╔══
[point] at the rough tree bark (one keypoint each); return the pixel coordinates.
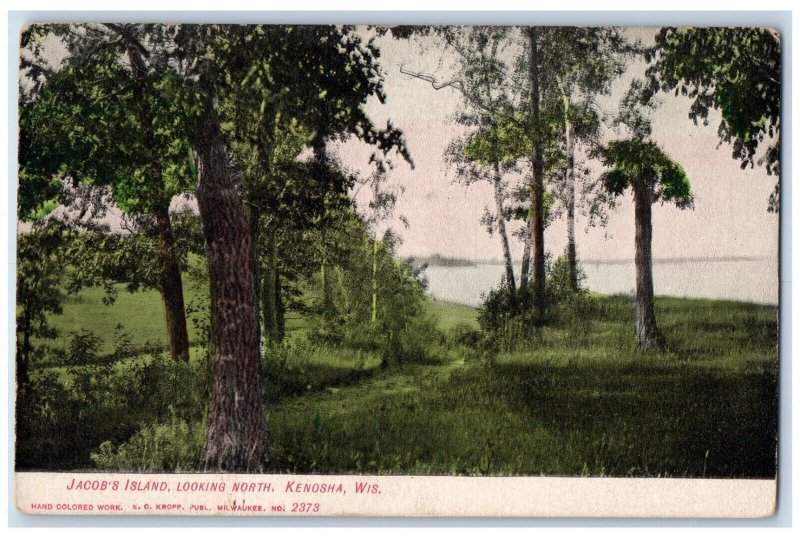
(501, 229)
(236, 438)
(170, 280)
(537, 177)
(644, 309)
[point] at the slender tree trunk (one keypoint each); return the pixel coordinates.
(269, 290)
(569, 180)
(525, 269)
(24, 354)
(171, 284)
(374, 280)
(280, 310)
(236, 438)
(170, 279)
(537, 178)
(644, 309)
(501, 228)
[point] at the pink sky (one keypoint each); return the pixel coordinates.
(729, 218)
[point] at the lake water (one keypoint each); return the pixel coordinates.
(741, 279)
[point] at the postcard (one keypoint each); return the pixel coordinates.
(315, 270)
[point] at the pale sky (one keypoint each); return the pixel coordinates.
(730, 216)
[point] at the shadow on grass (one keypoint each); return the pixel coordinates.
(651, 419)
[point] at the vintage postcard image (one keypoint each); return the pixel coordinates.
(397, 271)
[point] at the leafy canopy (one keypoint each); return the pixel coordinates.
(735, 70)
(636, 163)
(84, 124)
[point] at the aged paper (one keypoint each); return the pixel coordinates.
(472, 271)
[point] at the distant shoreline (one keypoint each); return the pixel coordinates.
(445, 261)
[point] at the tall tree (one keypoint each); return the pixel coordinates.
(252, 82)
(585, 61)
(331, 72)
(93, 120)
(735, 70)
(639, 164)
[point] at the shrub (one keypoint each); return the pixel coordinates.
(174, 446)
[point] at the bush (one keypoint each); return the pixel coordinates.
(174, 446)
(63, 412)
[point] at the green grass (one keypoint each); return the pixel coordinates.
(140, 314)
(577, 398)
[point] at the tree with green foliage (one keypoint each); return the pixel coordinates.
(250, 83)
(269, 126)
(585, 61)
(735, 70)
(40, 263)
(107, 118)
(652, 176)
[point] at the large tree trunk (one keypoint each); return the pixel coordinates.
(170, 279)
(235, 432)
(501, 229)
(537, 178)
(644, 309)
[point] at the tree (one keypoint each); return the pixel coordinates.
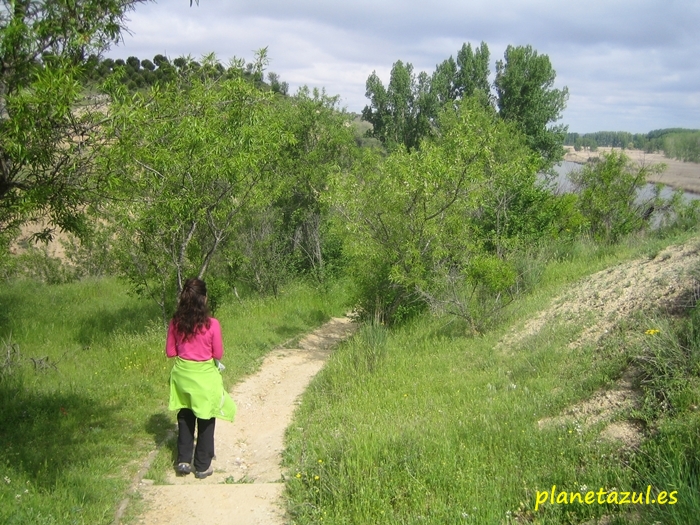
(48, 137)
(406, 111)
(399, 113)
(608, 195)
(525, 95)
(473, 74)
(191, 158)
(415, 223)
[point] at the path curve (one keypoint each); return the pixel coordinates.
(248, 451)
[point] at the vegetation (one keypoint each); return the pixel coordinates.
(407, 111)
(84, 402)
(49, 140)
(425, 424)
(677, 143)
(440, 226)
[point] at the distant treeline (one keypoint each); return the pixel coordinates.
(678, 143)
(137, 74)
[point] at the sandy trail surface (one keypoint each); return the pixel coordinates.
(246, 487)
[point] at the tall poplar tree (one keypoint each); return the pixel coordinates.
(526, 95)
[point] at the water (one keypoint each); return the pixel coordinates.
(562, 184)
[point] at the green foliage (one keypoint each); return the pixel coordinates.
(678, 143)
(406, 111)
(323, 146)
(525, 95)
(683, 146)
(48, 141)
(417, 222)
(189, 160)
(398, 113)
(84, 388)
(607, 193)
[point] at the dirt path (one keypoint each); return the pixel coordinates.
(246, 487)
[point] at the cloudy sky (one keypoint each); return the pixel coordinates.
(630, 65)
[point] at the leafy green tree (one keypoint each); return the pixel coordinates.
(415, 232)
(399, 113)
(473, 74)
(323, 146)
(525, 95)
(192, 158)
(48, 141)
(148, 65)
(608, 195)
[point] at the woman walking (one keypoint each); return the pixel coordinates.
(196, 387)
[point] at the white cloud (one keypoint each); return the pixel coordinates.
(628, 64)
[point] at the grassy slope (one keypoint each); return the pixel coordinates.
(426, 425)
(75, 433)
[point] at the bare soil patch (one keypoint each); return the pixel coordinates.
(612, 294)
(678, 174)
(607, 297)
(246, 487)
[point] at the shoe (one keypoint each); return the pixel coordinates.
(183, 468)
(205, 474)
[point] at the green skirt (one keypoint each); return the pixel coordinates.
(198, 385)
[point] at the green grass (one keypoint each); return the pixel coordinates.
(423, 424)
(84, 399)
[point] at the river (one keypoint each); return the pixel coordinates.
(562, 184)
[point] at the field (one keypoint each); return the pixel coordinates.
(678, 174)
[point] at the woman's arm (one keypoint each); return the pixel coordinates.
(217, 343)
(170, 347)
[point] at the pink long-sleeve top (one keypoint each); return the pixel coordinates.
(204, 344)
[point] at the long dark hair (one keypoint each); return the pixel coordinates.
(192, 312)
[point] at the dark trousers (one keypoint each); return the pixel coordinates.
(204, 452)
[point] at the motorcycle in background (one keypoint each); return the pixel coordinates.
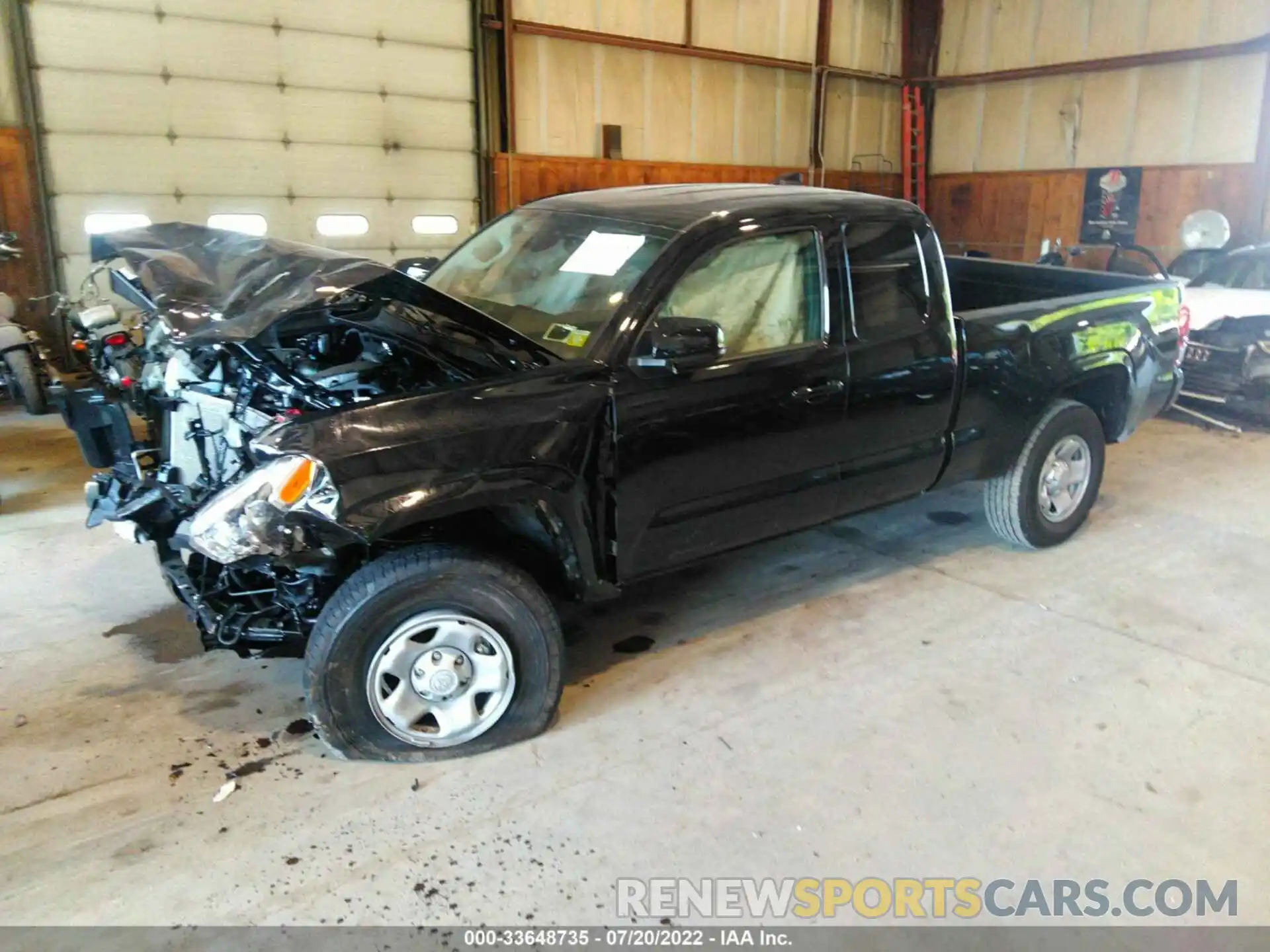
(101, 339)
(23, 368)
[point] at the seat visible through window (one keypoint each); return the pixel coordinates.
(765, 292)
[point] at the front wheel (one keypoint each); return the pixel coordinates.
(433, 653)
(24, 380)
(1046, 496)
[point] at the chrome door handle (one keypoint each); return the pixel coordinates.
(821, 391)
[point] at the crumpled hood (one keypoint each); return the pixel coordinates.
(222, 286)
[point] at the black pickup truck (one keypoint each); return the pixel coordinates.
(593, 389)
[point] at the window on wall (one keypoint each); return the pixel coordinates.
(435, 225)
(103, 222)
(342, 225)
(765, 292)
(889, 288)
(254, 225)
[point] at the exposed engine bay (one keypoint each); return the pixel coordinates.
(244, 335)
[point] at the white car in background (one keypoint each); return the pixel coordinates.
(1236, 286)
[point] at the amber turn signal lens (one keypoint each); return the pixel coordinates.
(298, 483)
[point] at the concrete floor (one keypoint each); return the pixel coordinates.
(892, 696)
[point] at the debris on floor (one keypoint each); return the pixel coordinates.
(634, 645)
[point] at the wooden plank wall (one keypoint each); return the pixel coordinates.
(525, 178)
(1009, 214)
(19, 211)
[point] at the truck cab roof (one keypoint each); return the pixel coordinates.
(680, 207)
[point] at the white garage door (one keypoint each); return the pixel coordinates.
(288, 111)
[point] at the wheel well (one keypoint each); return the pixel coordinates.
(524, 534)
(1107, 394)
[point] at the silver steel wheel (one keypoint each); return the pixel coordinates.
(1064, 477)
(441, 680)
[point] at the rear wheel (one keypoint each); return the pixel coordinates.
(433, 653)
(24, 382)
(1046, 496)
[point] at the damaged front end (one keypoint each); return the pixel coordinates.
(253, 563)
(1227, 364)
(244, 338)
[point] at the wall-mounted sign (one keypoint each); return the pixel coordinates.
(1111, 200)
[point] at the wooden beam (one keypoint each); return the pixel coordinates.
(920, 37)
(657, 46)
(1261, 188)
(821, 81)
(1218, 51)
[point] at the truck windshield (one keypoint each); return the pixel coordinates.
(556, 277)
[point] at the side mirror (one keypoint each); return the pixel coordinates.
(683, 343)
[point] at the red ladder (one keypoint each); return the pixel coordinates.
(913, 161)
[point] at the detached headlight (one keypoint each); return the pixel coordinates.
(248, 518)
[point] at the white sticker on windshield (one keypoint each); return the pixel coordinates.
(603, 253)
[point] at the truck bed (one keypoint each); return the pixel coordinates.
(984, 285)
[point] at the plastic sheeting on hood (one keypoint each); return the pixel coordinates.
(224, 286)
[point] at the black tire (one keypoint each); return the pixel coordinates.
(378, 598)
(26, 382)
(1013, 500)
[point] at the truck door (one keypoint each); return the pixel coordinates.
(902, 356)
(747, 447)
╚══
Exercise task:
Render all the lines above as a two-column CSV with the headers text and points. Give one row for each [point] line, with its text in one quoted field and all its coordinates in a second quoted field, line breaks turned into spaces, and leave the pictures out.

Final result:
text,points
"[point] at the rough tree bark (one keypoint each); return the pixel coordinates.","(501, 229) (236, 438) (170, 280) (537, 177) (644, 309)"
"[point] at the slender tree trunk (one keypoint each); return the pixel coordinates.","(269, 290) (569, 180) (525, 269) (24, 354) (171, 284) (374, 280) (280, 310) (236, 438) (170, 279) (537, 178) (644, 309) (501, 228)"
"[point] at the pink sky (one keypoint each); return the pixel coordinates.","(729, 218)"
"[point] at the lake water (one keypoint each); return the pixel coordinates.","(741, 279)"
"[point] at the postcard (one keypoint each); return the pixel coordinates.","(315, 270)"
"[point] at the pale sky (one keypoint each); return the pixel coordinates.","(730, 216)"
"[point] at the shadow on grass (one keypoint each); return the pixel coordinates.","(651, 419)"
"[point] at the vintage postcard image (one keypoint each); return the pixel coordinates.","(397, 271)"
"[point] at the leafy canopy (one keypoint each); return the pixel coordinates.","(735, 70) (636, 163) (84, 124)"
"[point] at the aged paper (one keypoint each); return the pixel coordinates.","(472, 271)"
"[point] at the distant shoreline (one keypoint each); return the pixel coordinates.","(445, 261)"
"[point] at the tall tree (one keypoint each); return the pixel coordinates.","(252, 82) (585, 61) (331, 72) (93, 120) (735, 70) (639, 164)"
"[point] at the shrub (one keypoint each); return the pixel coordinates.","(174, 446)"
"[point] at the bush (one keypoint each); return the pixel coordinates.","(174, 446) (63, 412)"
"[point] at the green grass (one keypoint each); return the pixel coordinates.","(140, 314) (577, 398)"
"[point] at the tree with green foliage (one keypoint each); return the pixel coordinates.","(250, 83) (269, 126) (585, 61) (735, 70) (40, 263) (107, 118) (652, 176)"
"[point] at the large tree trunk (one keypoint each); return the pixel coordinates.","(170, 279) (235, 432) (501, 229) (537, 178) (644, 309)"
"[point] at the tree (one keypoint each); return the pixel coordinates.","(48, 137) (406, 111) (399, 113) (608, 195) (525, 95) (473, 74) (191, 158) (415, 223)"
"[point] at the path curve (one keypoint each); return the pixel coordinates.","(248, 451)"
"[point] at the vegetation (one keypoint each); return the pixel coordinates.","(407, 111) (84, 402) (49, 140) (425, 424) (677, 143) (440, 226)"
"[point] at the distant treeline (one keypoint each); return the pixel coordinates.","(678, 143) (137, 74)"
"[point] at the sandy trail surface (one keypoint each); return the pixel coordinates.","(246, 487)"
"[point] at the tall poplar tree (one keypoint each); return the pixel coordinates.","(526, 95)"
"[point] at the water (one keypoint each); return the pixel coordinates.","(562, 184)"
"[point] at the green foliage (one keypoint each); return the pixel coordinates.","(678, 143) (406, 111) (323, 146) (525, 95) (683, 146) (48, 141) (417, 222) (189, 160) (398, 113) (84, 388) (607, 193)"
"[point] at the dirt path (one keypoint each); return the pixel coordinates.","(246, 487)"
"[point] at the cloudy sky (one keypoint each); return the pixel coordinates.","(630, 65)"
"[point] at the leafy green tree (one keypoint each); return the pixel coordinates.","(415, 232) (399, 113) (473, 74) (323, 146) (525, 95) (192, 158) (48, 141) (148, 65) (608, 195)"
"[point] at the woman walking (one keypoint each); return the pixel coordinates.","(196, 387)"
"[point] at the white cloud (one keypoint each); return the pixel coordinates.","(628, 64)"
"[point] at the grassy slope (one keypoint each); return the pixel coordinates.","(426, 425) (75, 433)"
"[point] at the bare soil patch (one keypoint each); return the pixel coordinates.","(612, 294) (678, 174) (607, 297) (246, 487)"
"[point] at the shoe (one keypoint each); return the pixel coordinates.","(183, 468) (205, 474)"
"[point] at the green skirt (one keypoint each); return the pixel coordinates.","(198, 385)"
"[point] at the green grass (one keypoint each); return the pixel coordinates.","(423, 424) (84, 399)"
"[point] at the river (one keypoint each); return the pixel coordinates.","(562, 184)"
"[point] at the field (one keypoint each); return the pixel coordinates.","(678, 174)"
"[point] at the woman's arm (one keypoint each); return the pixel coordinates.","(217, 343) (170, 347)"
"[point] at the pink long-sleeve top (one keypoint each); return the pixel coordinates.","(204, 344)"
"[point] at the long dark hair (one keypoint each); return the pixel coordinates.","(192, 312)"
"[point] at the dark trousers (one keypoint each); return the pixel coordinates.","(204, 452)"
"[point] at the motorcycle in background (one keypoint each); return the pixel coordinates.","(101, 339) (23, 368)"
"[point] at the seat visible through window (one keypoint each); return the pixel coordinates.","(765, 292)"
"[point] at the front wheel (one keypoint each); return the pixel coordinates.","(433, 653) (24, 380) (1046, 496)"
"[point] at the chrome door handle (one keypoint each); return the pixel coordinates.","(821, 391)"
"[point] at the crumpled hood (one keypoint each); return the pixel coordinates.","(222, 286)"
"[point] at the black pickup truck (one keypoint each); return the pixel coordinates.","(593, 389)"
"[point] at the window on wall (one keypoint each); return the pixel coordinates.","(435, 225) (103, 222) (342, 225) (765, 292) (889, 288) (254, 225)"
"[point] at the exposed engine bay (one keypoint each); return the pixel coordinates.","(244, 335)"
"[point] at the white car in background (one keypoint each); return the pixel coordinates.","(1236, 286)"
"[point] at the amber turn signal lens (one keypoint each); return the pixel coordinates.","(298, 483)"
"[point] at the concrete floor (one keypoint each); return the pixel coordinates.","(892, 696)"
"[point] at the debris on floor (one keypoint each); return the pixel coordinates.","(634, 645)"
"[point] at the wooden plank wall (one keypoint each); return the pixel coordinates.","(525, 178) (1009, 214) (19, 211)"
"[point] at the truck cab roof (one keypoint each); return the pixel coordinates.","(680, 207)"
"[point] at the white garage door (one keypoint each); return the pixel coordinates.","(288, 111)"
"[point] at the wheel well (one keypoint each); return the pixel coordinates.","(524, 534) (1107, 394)"
"[point] at the silver steel wheel (one keypoint each); return the pixel coordinates.","(1064, 477) (441, 680)"
"[point] at the rear wheel (one keypoint each); return the pixel coordinates.","(433, 653) (24, 382) (1046, 496)"
"[point] at the damaged front end (one keypoint each); return the pixel coordinates.","(253, 563) (1227, 364) (244, 338)"
"[point] at the wall-mounted sign (one keypoint each); return the pixel coordinates.","(1111, 200)"
"[point] at the wooden beam (one keypoint each); return the pixel coordinates.","(920, 37) (657, 46) (1261, 188) (821, 81) (1218, 51)"
"[point] at the truck windshield (one keypoint each); return the pixel coordinates.","(556, 277)"
"[point] at the side mirror (one keypoint each); return the pixel coordinates.","(683, 343)"
"[point] at the red ladder (one keypoint each); return the pixel coordinates.","(913, 161)"
"[point] at the detached headlight (one keypoint each); return the pixel coordinates.","(248, 518)"
"[point] at the white sticker on windshield (one keypoint each); return the pixel coordinates.","(603, 253)"
"[point] at the truck bed (one keypoint each); return the pixel coordinates.","(984, 285)"
"[point] at the plastic sheeting on hood (one keypoint each); return the pixel coordinates.","(224, 286)"
"[point] at the black tire (one keypoint each); return the pixel coordinates.","(378, 598) (26, 382) (1013, 500)"
"[point] at the truck door (one keypoint each); return the pixel coordinates.","(902, 356) (747, 447)"